# start of SOURCE PASSAGE

The rising sun enters the underground tomb at Newgrange, Ireland, on the morning of the winter solstice.

At Newgrange, about thirty miles north of Dublin, there is a dark stone vault, deep inside a manmade hillside, a structure older than Stonehenge, or than the pyramids in Egypt. Inside, it is dry, and cold, and so dark that you can hardly see anyone else standing in it with you. But this is no ordinary darkness: it was created for a purpose.

People began waiting in the darkness of Newgrange over 5,000 years ago, waiting for something both essential for life and beyond comprehension: the first light of the rising sun, as it begins once again to move north after the winter solstice. It is the cosmic promise, given in the depth of winter, that light and warmth will return and new crops will grow. We have so forgotten our dependence on the seasons that perhaps the closest we can now come to experiencing the anxious anticipation of our ancestors is when we wait not for something – but for someone. The experience is deeply personal, and there is no reassuring sense that what we are waiting and hoping for will happen. At Newgrange it always has.

Every year, at precisely 8.58 on the morning of 21 December – cloud cover permitting – a shaft of direct sunlight hits an opening above the entrance to this stone age structure, then moves, concentrated into a golden beam about fifteen centimetres wide, along a passage lined with great megaliths, until it penetrates the vaulted chamber deep inside the mound, lighting the back-stone of the space where the dead were once buried. For seventeen minutes, this narrow sunbeam illuminates the underground tomb. The light of the sun comes to the dead. Heaven and earth are linked. From this moment on, the sun will be nearer, the days will be longer, and new life will begin. This huge stone structure was devised, aligned and built for those seventeen ineffable minutes.

The tomb at Newgrange is obviously a great architectural achievement. Close observation determined its setting, skilled calculation its construction. But it is also an epic act of stage management, a triumph of sensory manipulation. As the sunbeam moves along the passage, it is impossible not to feel that the light is coming to seek you out in the darkness, to find you and to change you.

The narrow sunbeam creeps towards the heart of the tomb.


In English to this day we refer to mid-winter as ‘the dead of winter’, and for most of history that was no mere poetic conceit, but a lethal reality. Until well into the twentieth century, European mortality rates increased substantially in the winter months. For early farming communities anywhere between Ireland and Japan, every winter brought the same existential challenges. Would there be enough food and fuel to enable the community to survive, as the plants died, birds and animals migrated, and the cold set in? How many people would perish before those that survived saw the annual miracle of the crops returning to life? Individual lives would surely end, but if the sun returned, the community would go on.

The pivot of this cycle of death and life, the very moment of transition, is the mid-winter solstice. So it is not surprising that Newgrange is only one, spectacular, example of many buildings across Eurasia – including the megalithic tombs of Gavr’inis at Carnac in Brittany, or the temple of Ggantija on Gozo – that are aligned to the first rays of the returning sun, on which farming communities everywhere knew their survival depended.


We cannot know with certainty what beliefs or rituals led to the making of Newgrange, but all experts agree that there must have been both. Walking into the heart of this circular manmade mound feels like making a short journey into the mystery of life and death. On the east side is a narrow mouth, about a metre wide, leading into a passageway just big enough for one person to pass through at a time, a tunnel roofed and lined with massive stones, which sometimes jut into your path so that you have to stoop and squeeze your way through until, after nearly twenty metres of stumbling, you come out into a wide chamber. There, ten courses of large flat step-stones laid one on top of another rise and converge to form a corbelled pyramidal roof, an astonishing six metres high. In three small recesses off the chamber are large stone basins to hold the bones and ashes of the dead. You are now standing under 100,000 tons of stone, and the structure is essentially intact. Five thousand years after it was constructed, this chamber is still entirely watertight.

# end of SOURCE PASSAGE
# start of LISTED ENTRIES

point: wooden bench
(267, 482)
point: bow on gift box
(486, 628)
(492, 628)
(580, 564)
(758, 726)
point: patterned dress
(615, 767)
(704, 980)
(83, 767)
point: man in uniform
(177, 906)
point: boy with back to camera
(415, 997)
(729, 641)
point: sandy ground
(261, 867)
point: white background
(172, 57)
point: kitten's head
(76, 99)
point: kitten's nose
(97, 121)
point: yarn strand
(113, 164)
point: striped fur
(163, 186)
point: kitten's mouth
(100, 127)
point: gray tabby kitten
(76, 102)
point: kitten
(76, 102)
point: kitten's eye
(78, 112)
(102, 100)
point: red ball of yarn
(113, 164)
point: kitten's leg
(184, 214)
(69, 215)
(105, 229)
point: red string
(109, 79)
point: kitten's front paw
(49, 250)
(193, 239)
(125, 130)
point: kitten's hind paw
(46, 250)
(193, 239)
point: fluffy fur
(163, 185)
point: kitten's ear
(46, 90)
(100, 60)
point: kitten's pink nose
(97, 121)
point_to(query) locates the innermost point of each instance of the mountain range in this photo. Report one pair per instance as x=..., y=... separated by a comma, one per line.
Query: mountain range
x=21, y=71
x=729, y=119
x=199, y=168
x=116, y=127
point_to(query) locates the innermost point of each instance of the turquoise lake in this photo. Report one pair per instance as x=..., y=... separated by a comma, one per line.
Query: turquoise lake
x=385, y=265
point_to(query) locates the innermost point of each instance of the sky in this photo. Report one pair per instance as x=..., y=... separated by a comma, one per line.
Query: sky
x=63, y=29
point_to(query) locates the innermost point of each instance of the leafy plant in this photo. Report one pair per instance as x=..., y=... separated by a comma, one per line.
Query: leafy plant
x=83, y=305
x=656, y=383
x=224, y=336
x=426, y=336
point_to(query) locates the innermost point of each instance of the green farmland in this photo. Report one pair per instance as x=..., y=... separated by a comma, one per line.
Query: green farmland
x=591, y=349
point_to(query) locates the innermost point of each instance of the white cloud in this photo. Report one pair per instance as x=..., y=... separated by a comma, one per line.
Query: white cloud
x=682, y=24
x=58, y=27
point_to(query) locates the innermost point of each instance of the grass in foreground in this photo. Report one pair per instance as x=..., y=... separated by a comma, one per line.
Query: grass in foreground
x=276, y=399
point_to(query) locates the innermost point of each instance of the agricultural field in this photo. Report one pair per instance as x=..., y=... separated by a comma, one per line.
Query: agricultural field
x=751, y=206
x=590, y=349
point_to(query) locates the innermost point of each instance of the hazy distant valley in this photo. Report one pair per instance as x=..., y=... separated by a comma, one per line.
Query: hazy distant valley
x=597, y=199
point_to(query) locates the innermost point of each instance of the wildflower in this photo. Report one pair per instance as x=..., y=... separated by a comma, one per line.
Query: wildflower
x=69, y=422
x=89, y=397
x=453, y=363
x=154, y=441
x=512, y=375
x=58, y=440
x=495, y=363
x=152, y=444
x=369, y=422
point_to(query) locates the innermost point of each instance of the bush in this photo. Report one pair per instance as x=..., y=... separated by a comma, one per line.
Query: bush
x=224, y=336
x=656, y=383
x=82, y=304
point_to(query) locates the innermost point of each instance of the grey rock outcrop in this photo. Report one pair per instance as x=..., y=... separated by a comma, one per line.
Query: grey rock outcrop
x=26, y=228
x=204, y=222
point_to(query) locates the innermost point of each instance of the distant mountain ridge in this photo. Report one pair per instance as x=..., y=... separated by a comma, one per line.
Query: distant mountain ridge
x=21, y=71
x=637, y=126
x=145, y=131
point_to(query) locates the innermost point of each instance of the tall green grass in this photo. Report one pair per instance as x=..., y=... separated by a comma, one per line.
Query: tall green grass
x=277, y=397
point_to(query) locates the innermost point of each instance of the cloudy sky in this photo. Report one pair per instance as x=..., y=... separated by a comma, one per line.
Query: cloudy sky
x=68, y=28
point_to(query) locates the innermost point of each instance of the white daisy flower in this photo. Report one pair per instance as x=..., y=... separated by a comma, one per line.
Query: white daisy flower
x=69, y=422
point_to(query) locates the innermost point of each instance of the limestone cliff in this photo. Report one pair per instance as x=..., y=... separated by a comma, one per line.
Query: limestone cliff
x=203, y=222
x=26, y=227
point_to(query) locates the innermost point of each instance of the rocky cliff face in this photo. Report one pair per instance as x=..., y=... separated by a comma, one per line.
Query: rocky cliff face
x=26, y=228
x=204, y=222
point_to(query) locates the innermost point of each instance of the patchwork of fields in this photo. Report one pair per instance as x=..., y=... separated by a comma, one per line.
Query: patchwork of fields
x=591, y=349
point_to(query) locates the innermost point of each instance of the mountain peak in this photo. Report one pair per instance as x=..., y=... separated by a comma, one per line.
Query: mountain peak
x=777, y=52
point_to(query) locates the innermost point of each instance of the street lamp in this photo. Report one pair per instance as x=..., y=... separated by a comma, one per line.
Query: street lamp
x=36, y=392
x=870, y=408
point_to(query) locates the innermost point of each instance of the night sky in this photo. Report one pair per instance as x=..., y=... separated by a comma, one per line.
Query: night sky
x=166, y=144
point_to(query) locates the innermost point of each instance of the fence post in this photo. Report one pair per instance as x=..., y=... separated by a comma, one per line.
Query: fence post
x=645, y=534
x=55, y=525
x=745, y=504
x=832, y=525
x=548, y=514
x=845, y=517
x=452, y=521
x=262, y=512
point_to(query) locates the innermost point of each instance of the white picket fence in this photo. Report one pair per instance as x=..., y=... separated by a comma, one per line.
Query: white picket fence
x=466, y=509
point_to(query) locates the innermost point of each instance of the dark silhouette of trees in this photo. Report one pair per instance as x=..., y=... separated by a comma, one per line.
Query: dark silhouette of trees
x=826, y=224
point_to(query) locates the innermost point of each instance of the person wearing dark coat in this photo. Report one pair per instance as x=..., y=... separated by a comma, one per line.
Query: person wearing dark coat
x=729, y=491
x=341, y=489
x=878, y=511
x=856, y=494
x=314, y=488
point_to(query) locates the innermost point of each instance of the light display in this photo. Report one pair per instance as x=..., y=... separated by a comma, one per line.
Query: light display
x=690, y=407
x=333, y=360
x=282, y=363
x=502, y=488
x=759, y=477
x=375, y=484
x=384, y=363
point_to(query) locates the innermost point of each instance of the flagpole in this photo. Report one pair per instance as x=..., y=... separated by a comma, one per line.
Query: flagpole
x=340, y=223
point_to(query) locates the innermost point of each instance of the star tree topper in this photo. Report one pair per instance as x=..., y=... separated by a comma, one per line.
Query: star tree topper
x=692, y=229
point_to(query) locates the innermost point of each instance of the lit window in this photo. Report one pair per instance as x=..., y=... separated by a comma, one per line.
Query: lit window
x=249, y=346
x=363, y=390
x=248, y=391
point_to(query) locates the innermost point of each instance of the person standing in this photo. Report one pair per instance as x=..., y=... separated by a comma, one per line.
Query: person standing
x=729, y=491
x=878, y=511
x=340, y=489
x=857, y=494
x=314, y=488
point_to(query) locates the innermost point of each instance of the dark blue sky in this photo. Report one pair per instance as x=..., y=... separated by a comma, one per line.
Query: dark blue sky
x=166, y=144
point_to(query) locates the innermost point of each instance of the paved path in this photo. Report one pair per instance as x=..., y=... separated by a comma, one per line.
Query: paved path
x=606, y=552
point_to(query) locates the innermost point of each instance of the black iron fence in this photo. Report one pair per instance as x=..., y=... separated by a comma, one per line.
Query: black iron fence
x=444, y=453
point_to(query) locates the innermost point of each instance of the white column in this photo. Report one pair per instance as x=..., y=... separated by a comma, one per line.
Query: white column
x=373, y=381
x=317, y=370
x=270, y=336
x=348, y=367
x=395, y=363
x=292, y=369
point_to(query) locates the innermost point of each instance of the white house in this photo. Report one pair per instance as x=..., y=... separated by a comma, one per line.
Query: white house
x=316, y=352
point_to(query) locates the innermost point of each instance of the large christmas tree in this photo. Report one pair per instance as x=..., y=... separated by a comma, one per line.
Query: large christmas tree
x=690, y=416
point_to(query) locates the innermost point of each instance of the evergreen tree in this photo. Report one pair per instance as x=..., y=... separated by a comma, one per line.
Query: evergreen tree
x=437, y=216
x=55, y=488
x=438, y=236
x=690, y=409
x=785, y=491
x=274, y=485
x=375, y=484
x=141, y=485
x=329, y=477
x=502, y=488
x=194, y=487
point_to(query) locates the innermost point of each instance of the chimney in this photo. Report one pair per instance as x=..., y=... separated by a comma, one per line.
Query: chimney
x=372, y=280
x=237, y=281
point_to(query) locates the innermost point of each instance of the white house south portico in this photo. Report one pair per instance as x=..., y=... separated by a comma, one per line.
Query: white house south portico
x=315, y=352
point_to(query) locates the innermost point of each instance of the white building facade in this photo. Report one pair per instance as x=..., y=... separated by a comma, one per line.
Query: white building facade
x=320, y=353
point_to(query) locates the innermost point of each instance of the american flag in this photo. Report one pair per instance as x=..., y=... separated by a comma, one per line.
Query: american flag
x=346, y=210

# end of LISTED ENTRIES

> **COMPLETE THE FOLLOWING**:
• 1. Could you print the part of the Newgrange text that opens with the words containing "Every year, at" and closes with "seventeen ineffable minutes."?
• 2. What follows the last sentence of the Newgrange text? Write the continuation.

> **ANSWERS FOR THIS EXERCISE**:
• 1.
Every year, at precisely 8.58 on the morning of 21 December – cloud cover permitting – a shaft of direct sunlight hits an opening above the entrance to this stone age structure, then moves, concentrated into a golden beam about fifteen centimetres wide, along a passage lined with great megaliths, until it penetrates the vaulted chamber deep inside the mound, lighting the back-stone of the space where the dead were once buried. For seventeen minutes, this narrow sunbeam illuminates the underground tomb. The light of the sun comes to the dead. Heaven and earth are linked. From this moment on, the sun will be nearer, the days will be longer, and new life will begin. This huge stone structure was devised, aligned and built for those seventeen ineffable minutes.

• 2.
Clare Tuffy of the Irish Government’s Office of Public Works, who is a specialist in the history of the site, sees this as very significant:

Professor Michael O’Kelly, who excavated Newgrange in the 1960s, thought you would not go to so much trouble to keep a tomb dry if it was just a place for dead bones; but if that was where the spirits of your revered ancestors continued to live, then it would be important that the roof was watertight. It would be not so much a tomb as a house for the dead, a place where they lived on. It is easy to conclude that the beam of sunlight entering the underground chamber was contrived to reassure the spirits of the dead that nothing in nature ends in darkness and death, that there is always rebirth. Perhaps the sunbeam was also the pathway for the recently dead to join the spirits that had gone before.

We imagine 5,000 years ago that not everybody went inside, that there would have been special people – perhaps a kind of priest – whose job it was to communicate with the spirits of the ancestors. Perhaps they had a role in seeing them safely reborn, or perhaps the spirits had a message for the people at that time of year. For them, the solstice may have been a time when the barriers between life and death faded.

Aerial view of Newgrange showing the monumental scale of the manmade mound and the entrance

We can only speculate about the nature of those beliefs – although there can be little doubt that some complex structure of faith and ritual must lie behind the making of Newgrange – and the communal achievement which this building represents is beyond question. From the outside, the scale of the monument, and of the effort required to make it, is breath-taking. Sitting high above the River Boyne, it commands views over the rich farming land of the surrounding country and other smaller monuments nearby. The entire area within the bend of the river has been reshaped to serve as a theatre for rituals now lost, a prodigious imposition of human ingenuity on the landscape.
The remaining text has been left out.